Working from the line that contains "Expected behaviour: for every instance of the palm frond" down to the last line below, repeat each line exactly.

# start of RAW RECORDS

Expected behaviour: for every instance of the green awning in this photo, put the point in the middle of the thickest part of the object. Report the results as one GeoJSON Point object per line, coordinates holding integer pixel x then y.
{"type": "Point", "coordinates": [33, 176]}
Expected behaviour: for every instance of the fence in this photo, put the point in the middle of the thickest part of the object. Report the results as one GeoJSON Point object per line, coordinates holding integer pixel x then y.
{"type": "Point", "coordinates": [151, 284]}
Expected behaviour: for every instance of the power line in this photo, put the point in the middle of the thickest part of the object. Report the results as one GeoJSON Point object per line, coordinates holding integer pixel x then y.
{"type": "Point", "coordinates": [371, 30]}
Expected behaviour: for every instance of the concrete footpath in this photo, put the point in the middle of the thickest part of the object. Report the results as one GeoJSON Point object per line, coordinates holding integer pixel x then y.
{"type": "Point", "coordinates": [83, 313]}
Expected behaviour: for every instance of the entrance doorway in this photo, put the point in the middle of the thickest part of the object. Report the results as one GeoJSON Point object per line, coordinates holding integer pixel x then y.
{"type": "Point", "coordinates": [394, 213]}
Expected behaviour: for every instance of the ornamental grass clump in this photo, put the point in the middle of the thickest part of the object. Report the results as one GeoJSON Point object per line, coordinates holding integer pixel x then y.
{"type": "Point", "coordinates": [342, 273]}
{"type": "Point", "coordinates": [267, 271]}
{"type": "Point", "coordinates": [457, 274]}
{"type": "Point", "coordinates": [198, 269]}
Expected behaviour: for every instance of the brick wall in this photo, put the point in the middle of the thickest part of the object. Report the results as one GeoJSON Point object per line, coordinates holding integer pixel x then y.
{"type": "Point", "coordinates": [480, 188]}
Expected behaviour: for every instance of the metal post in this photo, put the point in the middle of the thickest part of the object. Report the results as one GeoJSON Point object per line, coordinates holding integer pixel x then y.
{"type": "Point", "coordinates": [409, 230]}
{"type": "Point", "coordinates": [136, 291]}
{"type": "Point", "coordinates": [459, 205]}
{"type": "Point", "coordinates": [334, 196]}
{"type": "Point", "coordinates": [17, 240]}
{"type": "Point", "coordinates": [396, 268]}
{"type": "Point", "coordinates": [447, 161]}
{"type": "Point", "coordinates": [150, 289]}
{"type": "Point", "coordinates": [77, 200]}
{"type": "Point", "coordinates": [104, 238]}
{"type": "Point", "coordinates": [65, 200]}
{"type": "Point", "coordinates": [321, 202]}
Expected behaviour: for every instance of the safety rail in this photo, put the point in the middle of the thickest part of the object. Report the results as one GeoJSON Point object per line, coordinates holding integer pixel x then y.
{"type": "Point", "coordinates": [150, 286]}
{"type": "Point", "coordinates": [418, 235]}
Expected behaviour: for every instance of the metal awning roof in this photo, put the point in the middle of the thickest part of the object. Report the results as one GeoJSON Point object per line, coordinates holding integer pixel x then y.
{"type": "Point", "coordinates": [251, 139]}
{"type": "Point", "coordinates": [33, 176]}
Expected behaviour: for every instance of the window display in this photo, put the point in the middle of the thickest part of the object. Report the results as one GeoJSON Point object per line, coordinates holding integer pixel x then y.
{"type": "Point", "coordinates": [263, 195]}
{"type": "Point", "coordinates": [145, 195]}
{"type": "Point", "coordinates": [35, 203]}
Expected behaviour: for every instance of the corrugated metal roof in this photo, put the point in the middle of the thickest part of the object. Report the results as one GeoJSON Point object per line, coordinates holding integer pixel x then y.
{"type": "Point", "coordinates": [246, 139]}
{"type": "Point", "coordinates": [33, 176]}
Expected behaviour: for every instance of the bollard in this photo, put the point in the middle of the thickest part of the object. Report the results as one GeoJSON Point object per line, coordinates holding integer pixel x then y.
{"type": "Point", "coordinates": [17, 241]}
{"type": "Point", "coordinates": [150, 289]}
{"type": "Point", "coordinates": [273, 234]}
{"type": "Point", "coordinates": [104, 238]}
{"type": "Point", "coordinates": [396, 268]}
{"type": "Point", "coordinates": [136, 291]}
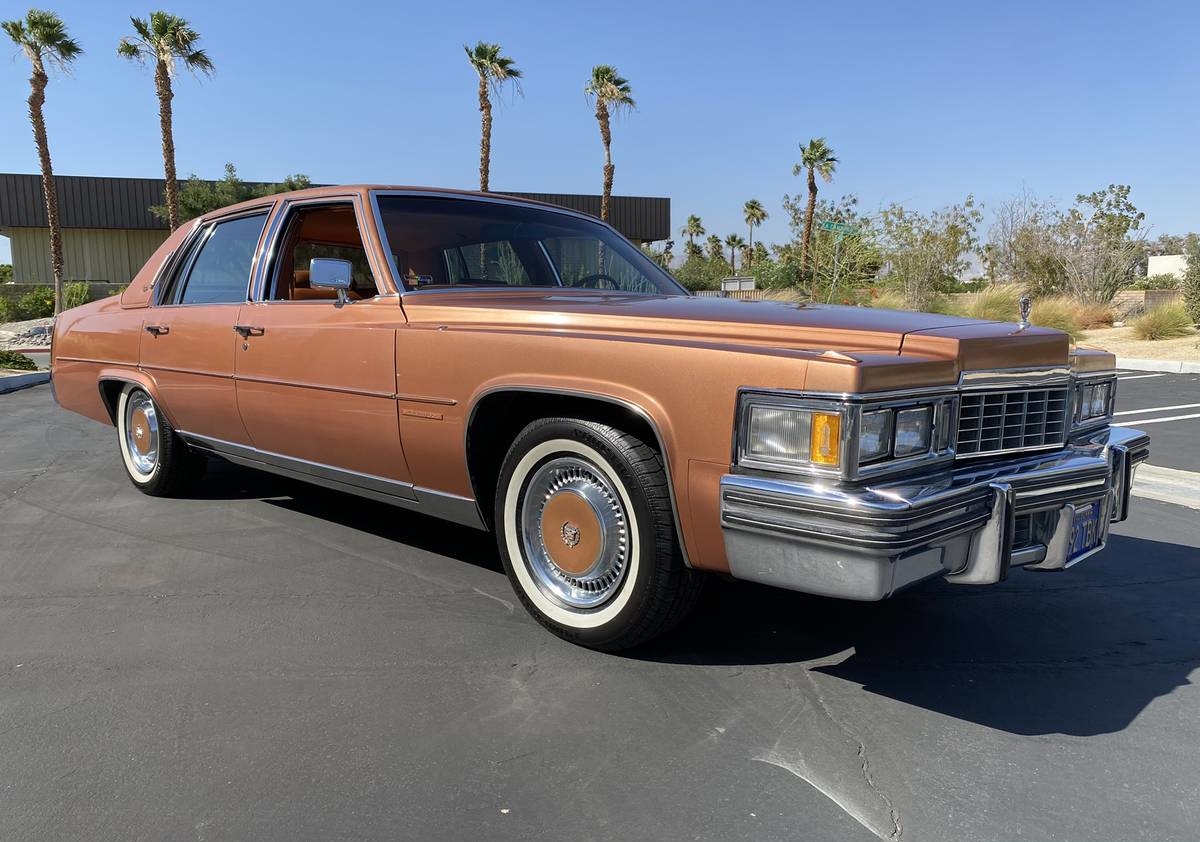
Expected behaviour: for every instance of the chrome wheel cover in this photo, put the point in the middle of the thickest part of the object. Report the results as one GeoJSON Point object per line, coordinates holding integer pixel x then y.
{"type": "Point", "coordinates": [142, 433]}
{"type": "Point", "coordinates": [574, 533]}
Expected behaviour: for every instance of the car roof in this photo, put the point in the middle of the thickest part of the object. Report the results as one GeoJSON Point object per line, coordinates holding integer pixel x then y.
{"type": "Point", "coordinates": [333, 191]}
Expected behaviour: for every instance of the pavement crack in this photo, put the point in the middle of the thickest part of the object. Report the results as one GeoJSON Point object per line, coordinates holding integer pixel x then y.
{"type": "Point", "coordinates": [897, 828]}
{"type": "Point", "coordinates": [863, 758]}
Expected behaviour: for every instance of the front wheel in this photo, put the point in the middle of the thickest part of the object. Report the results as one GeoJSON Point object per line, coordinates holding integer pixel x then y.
{"type": "Point", "coordinates": [156, 459]}
{"type": "Point", "coordinates": [587, 535]}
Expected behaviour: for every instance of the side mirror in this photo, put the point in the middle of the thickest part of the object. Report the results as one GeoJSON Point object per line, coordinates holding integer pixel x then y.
{"type": "Point", "coordinates": [331, 274]}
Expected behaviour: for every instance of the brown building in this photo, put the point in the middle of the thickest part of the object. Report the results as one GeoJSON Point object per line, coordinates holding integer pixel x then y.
{"type": "Point", "coordinates": [108, 230]}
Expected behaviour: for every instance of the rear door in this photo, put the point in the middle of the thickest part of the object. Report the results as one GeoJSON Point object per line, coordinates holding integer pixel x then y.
{"type": "Point", "coordinates": [316, 377]}
{"type": "Point", "coordinates": [187, 341]}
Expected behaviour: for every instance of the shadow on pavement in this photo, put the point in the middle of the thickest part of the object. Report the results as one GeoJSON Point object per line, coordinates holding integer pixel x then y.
{"type": "Point", "coordinates": [1080, 653]}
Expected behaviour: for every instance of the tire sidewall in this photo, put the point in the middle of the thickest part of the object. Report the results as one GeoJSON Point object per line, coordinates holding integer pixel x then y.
{"type": "Point", "coordinates": [533, 449]}
{"type": "Point", "coordinates": [137, 476]}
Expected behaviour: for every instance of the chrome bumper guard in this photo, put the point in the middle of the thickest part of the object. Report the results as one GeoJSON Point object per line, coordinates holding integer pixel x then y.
{"type": "Point", "coordinates": [970, 524]}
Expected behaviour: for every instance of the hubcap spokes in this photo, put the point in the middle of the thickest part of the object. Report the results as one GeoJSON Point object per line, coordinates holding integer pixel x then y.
{"type": "Point", "coordinates": [142, 433]}
{"type": "Point", "coordinates": [575, 533]}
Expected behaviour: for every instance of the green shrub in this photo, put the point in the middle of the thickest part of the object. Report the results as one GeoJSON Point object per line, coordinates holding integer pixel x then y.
{"type": "Point", "coordinates": [1191, 283]}
{"type": "Point", "coordinates": [1165, 322]}
{"type": "Point", "coordinates": [1057, 312]}
{"type": "Point", "coordinates": [995, 304]}
{"type": "Point", "coordinates": [75, 294]}
{"type": "Point", "coordinates": [18, 361]}
{"type": "Point", "coordinates": [36, 304]}
{"type": "Point", "coordinates": [1165, 281]}
{"type": "Point", "coordinates": [887, 300]}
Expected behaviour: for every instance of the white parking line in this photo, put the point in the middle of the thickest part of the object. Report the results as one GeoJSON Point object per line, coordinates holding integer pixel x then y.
{"type": "Point", "coordinates": [1158, 409]}
{"type": "Point", "coordinates": [1169, 485]}
{"type": "Point", "coordinates": [1141, 422]}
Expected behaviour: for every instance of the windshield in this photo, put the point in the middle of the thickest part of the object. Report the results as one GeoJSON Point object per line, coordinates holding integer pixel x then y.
{"type": "Point", "coordinates": [441, 242]}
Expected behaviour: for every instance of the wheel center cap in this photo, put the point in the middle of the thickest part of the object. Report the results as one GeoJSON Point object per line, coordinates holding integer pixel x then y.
{"type": "Point", "coordinates": [570, 534]}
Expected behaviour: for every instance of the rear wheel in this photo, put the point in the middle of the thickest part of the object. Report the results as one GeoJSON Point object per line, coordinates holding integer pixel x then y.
{"type": "Point", "coordinates": [156, 459]}
{"type": "Point", "coordinates": [587, 534]}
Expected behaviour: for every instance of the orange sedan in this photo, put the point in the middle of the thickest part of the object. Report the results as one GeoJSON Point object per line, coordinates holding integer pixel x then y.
{"type": "Point", "coordinates": [519, 367]}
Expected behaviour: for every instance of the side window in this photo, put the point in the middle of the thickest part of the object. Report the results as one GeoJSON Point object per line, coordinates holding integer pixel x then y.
{"type": "Point", "coordinates": [493, 263]}
{"type": "Point", "coordinates": [321, 232]}
{"type": "Point", "coordinates": [586, 262]}
{"type": "Point", "coordinates": [220, 272]}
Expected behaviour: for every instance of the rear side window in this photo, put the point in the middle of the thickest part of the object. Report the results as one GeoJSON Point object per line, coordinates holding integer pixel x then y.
{"type": "Point", "coordinates": [220, 270]}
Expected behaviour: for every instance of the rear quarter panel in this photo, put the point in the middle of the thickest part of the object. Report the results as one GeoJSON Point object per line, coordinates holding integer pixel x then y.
{"type": "Point", "coordinates": [101, 338]}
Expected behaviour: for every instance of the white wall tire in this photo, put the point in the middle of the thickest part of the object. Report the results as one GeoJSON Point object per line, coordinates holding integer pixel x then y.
{"type": "Point", "coordinates": [156, 459]}
{"type": "Point", "coordinates": [630, 581]}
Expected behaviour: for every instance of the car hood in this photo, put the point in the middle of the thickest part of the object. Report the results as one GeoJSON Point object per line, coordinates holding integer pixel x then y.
{"type": "Point", "coordinates": [774, 324]}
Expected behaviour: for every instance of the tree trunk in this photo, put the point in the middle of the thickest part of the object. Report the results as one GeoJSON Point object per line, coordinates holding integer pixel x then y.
{"type": "Point", "coordinates": [162, 85]}
{"type": "Point", "coordinates": [606, 139]}
{"type": "Point", "coordinates": [485, 137]}
{"type": "Point", "coordinates": [49, 191]}
{"type": "Point", "coordinates": [808, 223]}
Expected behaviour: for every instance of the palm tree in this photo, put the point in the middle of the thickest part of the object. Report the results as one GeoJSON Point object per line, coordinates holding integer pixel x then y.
{"type": "Point", "coordinates": [755, 215]}
{"type": "Point", "coordinates": [693, 229]}
{"type": "Point", "coordinates": [42, 37]}
{"type": "Point", "coordinates": [819, 160]}
{"type": "Point", "coordinates": [493, 70]}
{"type": "Point", "coordinates": [166, 40]}
{"type": "Point", "coordinates": [715, 247]}
{"type": "Point", "coordinates": [735, 242]}
{"type": "Point", "coordinates": [612, 94]}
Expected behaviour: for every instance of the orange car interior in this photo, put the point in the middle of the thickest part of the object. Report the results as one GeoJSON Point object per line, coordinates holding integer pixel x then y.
{"type": "Point", "coordinates": [333, 227]}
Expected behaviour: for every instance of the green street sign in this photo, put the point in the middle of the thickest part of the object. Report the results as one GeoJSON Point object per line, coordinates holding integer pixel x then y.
{"type": "Point", "coordinates": [837, 227]}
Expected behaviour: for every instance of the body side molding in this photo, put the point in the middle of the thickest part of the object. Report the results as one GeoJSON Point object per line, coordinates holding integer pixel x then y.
{"type": "Point", "coordinates": [426, 500]}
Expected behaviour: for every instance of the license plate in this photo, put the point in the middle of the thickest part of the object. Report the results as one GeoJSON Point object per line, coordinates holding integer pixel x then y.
{"type": "Point", "coordinates": [1085, 531]}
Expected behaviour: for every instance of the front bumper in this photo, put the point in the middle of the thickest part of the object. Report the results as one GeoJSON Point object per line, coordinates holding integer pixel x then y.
{"type": "Point", "coordinates": [969, 523]}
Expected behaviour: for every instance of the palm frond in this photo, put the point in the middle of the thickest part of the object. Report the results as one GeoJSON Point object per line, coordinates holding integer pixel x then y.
{"type": "Point", "coordinates": [610, 88]}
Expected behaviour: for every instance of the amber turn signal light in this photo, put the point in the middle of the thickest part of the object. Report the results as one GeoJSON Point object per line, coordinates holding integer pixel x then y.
{"type": "Point", "coordinates": [826, 440]}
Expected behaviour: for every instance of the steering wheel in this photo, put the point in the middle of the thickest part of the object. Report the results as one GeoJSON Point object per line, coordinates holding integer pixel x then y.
{"type": "Point", "coordinates": [599, 281]}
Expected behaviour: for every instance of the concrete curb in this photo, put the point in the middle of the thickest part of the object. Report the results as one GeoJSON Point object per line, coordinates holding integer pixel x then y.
{"type": "Point", "coordinates": [1169, 366]}
{"type": "Point", "coordinates": [13, 382]}
{"type": "Point", "coordinates": [1168, 485]}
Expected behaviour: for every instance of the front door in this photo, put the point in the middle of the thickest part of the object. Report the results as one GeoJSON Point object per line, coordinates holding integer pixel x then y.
{"type": "Point", "coordinates": [187, 338]}
{"type": "Point", "coordinates": [316, 376]}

# end of RAW RECORDS

**TASK RESULT:**
Expected behaviour: for every instance of the palm frond in this photo, put the point in the middle of the thickest part of the object. Report the results as one GeoJSON Point object per line, coordinates holding integer pixel x then y.
{"type": "Point", "coordinates": [610, 88]}
Expected behaviour: for every instance of the amber turn signal light in this photo, put the point in the middle of the thickest part of the object. Report the results as one GeoJSON Point object per line, coordinates holding integer pixel x then y.
{"type": "Point", "coordinates": [826, 440]}
Expected behaviour: for every instance of the steering wheel in this photo, put the point in the middle of the thickest part of the object. Report the results as one GeoJSON Point object per line, coordinates holding integer pixel x then y.
{"type": "Point", "coordinates": [599, 281]}
Expected behaviour: for every instance of the concrete curb in this photo, put the point in the middle of the thickest part of the object. Report the results as one GeoJSON Point object per line, coordinates holding integer pixel x then y.
{"type": "Point", "coordinates": [1169, 366]}
{"type": "Point", "coordinates": [13, 382]}
{"type": "Point", "coordinates": [1168, 485]}
Expected behaviour: for every instance of the front door in this photo, put the point in the middle of the thickest part of the object. Report the results as one GeoJSON Point object per line, coordinates holding integer pixel x then y.
{"type": "Point", "coordinates": [187, 338]}
{"type": "Point", "coordinates": [316, 376]}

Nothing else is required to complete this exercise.